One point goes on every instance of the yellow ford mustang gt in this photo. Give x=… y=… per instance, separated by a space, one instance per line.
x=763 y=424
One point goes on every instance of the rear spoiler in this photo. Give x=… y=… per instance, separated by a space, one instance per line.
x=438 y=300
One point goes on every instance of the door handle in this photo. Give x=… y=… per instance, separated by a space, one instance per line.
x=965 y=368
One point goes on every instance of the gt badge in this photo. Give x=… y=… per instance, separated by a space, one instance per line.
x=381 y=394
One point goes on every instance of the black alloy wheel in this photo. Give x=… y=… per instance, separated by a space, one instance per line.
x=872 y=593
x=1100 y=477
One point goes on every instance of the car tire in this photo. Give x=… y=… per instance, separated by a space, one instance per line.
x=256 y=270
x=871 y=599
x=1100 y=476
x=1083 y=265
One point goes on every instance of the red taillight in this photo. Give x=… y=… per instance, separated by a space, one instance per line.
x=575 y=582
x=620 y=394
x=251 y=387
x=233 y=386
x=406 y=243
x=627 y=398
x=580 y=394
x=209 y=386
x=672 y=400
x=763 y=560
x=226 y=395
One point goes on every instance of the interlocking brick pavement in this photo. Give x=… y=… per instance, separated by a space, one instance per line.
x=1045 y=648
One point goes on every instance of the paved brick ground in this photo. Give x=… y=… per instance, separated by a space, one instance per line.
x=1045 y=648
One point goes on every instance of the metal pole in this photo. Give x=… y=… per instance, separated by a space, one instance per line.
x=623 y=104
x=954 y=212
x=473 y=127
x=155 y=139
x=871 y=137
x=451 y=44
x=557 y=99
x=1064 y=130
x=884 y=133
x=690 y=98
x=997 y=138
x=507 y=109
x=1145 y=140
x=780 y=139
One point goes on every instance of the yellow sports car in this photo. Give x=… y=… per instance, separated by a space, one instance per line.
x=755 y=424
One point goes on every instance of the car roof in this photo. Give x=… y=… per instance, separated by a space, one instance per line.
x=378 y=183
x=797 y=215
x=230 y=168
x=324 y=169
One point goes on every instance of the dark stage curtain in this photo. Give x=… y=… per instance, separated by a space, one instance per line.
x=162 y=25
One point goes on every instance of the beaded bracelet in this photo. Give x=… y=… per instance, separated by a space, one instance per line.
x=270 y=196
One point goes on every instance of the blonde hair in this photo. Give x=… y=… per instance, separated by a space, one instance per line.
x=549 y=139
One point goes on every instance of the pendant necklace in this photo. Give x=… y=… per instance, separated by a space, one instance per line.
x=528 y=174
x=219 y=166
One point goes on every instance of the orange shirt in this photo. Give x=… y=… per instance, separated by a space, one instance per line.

TASK DIRECTIONS:
This exercise requires an exact copy of all the records.

RESPONSE:
One point goes on every instance of the yellow ford mustang gt in this photo. Give x=… y=… per instance, separated by a space, one instance per line.
x=763 y=424
One point goes on every instance of the rear spoiler in this photo. Give x=… y=… per instance, separated by a space, one instance per line.
x=438 y=300
One point goes on every instance of the door handle in this photo. Give x=… y=… per instance, separated by a space, one instance per line.
x=965 y=368
One point goes on every instance of the gt badge in this photo. Give x=… y=… per instance, separated by a space, one instance per line.
x=381 y=394
One point goes on every instance of the black alloy wheel in this photo. Give x=… y=… per instance, separated by a space, one instance per line.
x=872 y=593
x=1100 y=477
One point goes on every instance of the car tire in this photo. Give x=… y=… per instance, separated by a space, one instance per line.
x=256 y=270
x=871 y=599
x=1100 y=476
x=1083 y=265
One point goes on every instance of the red taillight in this photo. Give x=… y=… per instance, separated by a space, one instance per line.
x=575 y=582
x=620 y=394
x=251 y=387
x=233 y=386
x=406 y=243
x=627 y=398
x=580 y=394
x=209 y=386
x=672 y=400
x=763 y=560
x=226 y=395
One point goes on every instance of the interlocking brick pavement in this photo. Give x=… y=… per instance, separated by a space, one instance per line.
x=1045 y=648
One point goes on every instance of the paved brick ground in this photo. Give x=… y=… per instance, separated by a space, one instance per line.
x=1045 y=648
One point goes on every instance of the metal pole in this photo. Give x=… y=… per instance, separated by a space, one instance per line.
x=623 y=104
x=954 y=212
x=473 y=127
x=155 y=139
x=871 y=137
x=451 y=44
x=557 y=99
x=1064 y=130
x=884 y=133
x=690 y=98
x=997 y=138
x=507 y=109
x=1145 y=140
x=780 y=139
One point goes on every instance of the yellow sports car in this photo. Give x=… y=… per instance, separated by a space, one instance per line.
x=755 y=424
One point goes on every instance of the car roof in this photo. Give x=… y=… per instance, separated by a space, one instance per line.
x=378 y=183
x=797 y=215
x=230 y=168
x=324 y=169
One point goes on every instance of the dark stage curtain in this photo. Give x=… y=… per instance, separated by a space, one instance per line.
x=162 y=25
One point goes on every instance of the beaded bracelet in this photo. Give x=… y=… per instance, separated by a space, one instance per line.
x=270 y=196
One point goes on every instance of the blonde hair in this photo. Give x=… y=… per instance, separated by a space, one instance per line.
x=549 y=139
One point goes on every instance of the pendant necklace in this photo. Give x=… y=… per instance, separated by a space, one instance per line.
x=528 y=174
x=219 y=166
One point goes on every instance of the orange shirt in this photo. Give x=… y=… per instance, separated by a space, one instance per line.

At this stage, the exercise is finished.